» **Brief**
Copy the material exactly, starting at the line containing "Field-scouting task: mark every instance of the ceiling fan in" and continuing to its final line.

— START —

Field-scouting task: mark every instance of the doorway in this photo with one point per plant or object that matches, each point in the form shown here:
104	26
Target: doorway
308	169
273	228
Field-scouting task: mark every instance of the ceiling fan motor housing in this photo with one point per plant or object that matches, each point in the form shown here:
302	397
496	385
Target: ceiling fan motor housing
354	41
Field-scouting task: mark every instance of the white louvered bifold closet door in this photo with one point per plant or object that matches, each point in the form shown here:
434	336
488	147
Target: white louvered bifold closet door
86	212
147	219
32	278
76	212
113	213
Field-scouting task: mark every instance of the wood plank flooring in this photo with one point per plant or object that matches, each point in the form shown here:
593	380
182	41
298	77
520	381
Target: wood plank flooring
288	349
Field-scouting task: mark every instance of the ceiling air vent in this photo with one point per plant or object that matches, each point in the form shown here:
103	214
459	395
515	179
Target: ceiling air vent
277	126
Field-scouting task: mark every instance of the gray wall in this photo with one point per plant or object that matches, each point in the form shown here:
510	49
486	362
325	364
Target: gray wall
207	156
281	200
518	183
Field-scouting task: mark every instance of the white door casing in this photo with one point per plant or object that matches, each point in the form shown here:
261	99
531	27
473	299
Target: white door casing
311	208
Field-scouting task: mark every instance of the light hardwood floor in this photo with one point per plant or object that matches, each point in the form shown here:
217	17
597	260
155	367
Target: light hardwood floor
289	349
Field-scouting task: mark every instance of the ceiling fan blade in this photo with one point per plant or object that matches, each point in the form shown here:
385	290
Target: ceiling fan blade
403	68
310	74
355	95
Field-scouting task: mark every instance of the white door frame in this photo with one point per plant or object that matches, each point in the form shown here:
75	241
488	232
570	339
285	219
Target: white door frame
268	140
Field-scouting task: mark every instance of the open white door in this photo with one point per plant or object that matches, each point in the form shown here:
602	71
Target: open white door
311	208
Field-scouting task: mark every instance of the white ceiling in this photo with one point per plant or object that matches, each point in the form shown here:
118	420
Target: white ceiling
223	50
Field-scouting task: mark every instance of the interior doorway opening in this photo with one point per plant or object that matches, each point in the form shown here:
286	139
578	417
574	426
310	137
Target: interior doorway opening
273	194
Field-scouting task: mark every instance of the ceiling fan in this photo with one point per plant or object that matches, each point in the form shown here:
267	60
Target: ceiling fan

— END —

» **Response**
Field-scouting task: mark every instance of the ceiling fan in this photo with one point per plant or object that matches, each point in the form shown here:
267	60
Target: ceiling fan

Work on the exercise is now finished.